BEGIN SELECTED EXCERPT

According to a new Washington Post article, a new study has found that college students reported record-high marijuana use and record-low binge drinking last year.

The study found that almost half of college-age students in the United States said they consumed marijuana in 2020.

While marijuana use among the students hit a historic high in 2020, alcohol use took a “significant” drop, according to the 2020 Monitoring the Future panel study.

This increase represents the highest levels of marijuana use recorded since the 1980s. The survey found daily marijuana use, which is defined as using it on 20 or more occasions in the past 30 days, had increased to 7.9 percent in 2020 among 19- to 22-year-old full-time college students. That’s an increase of 3.3 percentage points over the past five years.

Use of hallucinogens had also increased among college students last year, reaching the highest level since 1982.

There was also a “significant” drop on college students’ alcohol use, the survey said, with 56 percent of students reporting alcohol use within the past 30 days, compared to 62 percent in 2019.

Also, 28 percent of students reported being drunk in the past 30 days, compared to 35 percent in 2019.

John Schulenberg, professor of psychology at the University of Michigan and principal investigator of the Monitoring the Future panel study, said in a press release the “historic low” in binge drinking is a product of the COVID-19 pandemic, since students had reduced time with friends.

END SELECTED EXCERPT

WHAT YOU HAVE TO DO: Update the passage of the report on college students' drug and alcohol use that starts with "While marijuana use" and ends after "62 percent in 2019.", putting "poll" wherever "survey" appears. The material that comes next is from a different source.

BEGIN MATERIAL PROVIDED

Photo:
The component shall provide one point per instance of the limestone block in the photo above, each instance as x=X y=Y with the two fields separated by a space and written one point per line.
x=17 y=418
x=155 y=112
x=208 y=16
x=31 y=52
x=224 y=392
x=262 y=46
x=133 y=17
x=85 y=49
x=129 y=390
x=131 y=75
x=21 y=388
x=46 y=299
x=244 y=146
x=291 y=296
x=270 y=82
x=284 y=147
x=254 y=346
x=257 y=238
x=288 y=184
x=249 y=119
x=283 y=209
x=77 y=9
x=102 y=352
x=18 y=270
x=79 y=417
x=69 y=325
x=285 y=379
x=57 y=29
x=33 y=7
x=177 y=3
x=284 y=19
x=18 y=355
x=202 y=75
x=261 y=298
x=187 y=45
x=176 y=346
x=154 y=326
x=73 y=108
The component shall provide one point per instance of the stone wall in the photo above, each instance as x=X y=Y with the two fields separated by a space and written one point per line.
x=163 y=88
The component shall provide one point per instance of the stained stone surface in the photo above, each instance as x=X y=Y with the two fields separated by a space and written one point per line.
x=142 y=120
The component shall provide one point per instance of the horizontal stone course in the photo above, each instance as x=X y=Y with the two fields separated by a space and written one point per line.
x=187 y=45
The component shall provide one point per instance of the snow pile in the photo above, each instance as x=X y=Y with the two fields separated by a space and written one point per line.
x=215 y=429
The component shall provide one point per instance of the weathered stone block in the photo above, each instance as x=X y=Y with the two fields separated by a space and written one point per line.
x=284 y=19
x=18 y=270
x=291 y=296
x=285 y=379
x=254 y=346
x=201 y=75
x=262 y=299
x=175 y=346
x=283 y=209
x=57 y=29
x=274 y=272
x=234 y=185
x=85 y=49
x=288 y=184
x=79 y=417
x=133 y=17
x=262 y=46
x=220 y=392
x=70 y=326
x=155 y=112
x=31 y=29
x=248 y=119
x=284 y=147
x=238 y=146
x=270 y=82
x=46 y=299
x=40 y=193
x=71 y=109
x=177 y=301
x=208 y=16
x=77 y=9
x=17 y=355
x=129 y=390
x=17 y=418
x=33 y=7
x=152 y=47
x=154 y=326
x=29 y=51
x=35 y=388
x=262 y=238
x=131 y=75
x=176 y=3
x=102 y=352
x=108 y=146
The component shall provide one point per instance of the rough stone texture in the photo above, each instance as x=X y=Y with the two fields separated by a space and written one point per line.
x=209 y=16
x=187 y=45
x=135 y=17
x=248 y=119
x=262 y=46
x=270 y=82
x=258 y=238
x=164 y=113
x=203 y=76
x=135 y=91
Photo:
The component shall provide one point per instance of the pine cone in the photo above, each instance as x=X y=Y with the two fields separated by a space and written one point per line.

END MATERIAL PROVIDED

EXERCISE SOLUTION:
While marijuana use among the students hit a historic high in 2020, alcohol use took a “significant” drop, according to the 2020 Monitoring the Future panel study.

This increase represents the highest levels of marijuana use recorded since the 1980s. The poll found daily marijuana use, which is defined as using it on 20 or more occasions in the past 30 days, had increased to 7.9 percent in 2020 among 19- to 22-year-old full-time college students. That’s an increase of 3.3 percentage points over the past five years.

Use of hallucinogens had also increased among college students last year, reaching the highest level since 1982.

There was also a “significant” drop on college students’ alcohol use, the poll said, with 56 percent of students reporting alcohol use within the past 30 days, compared to 62 percent in 2019.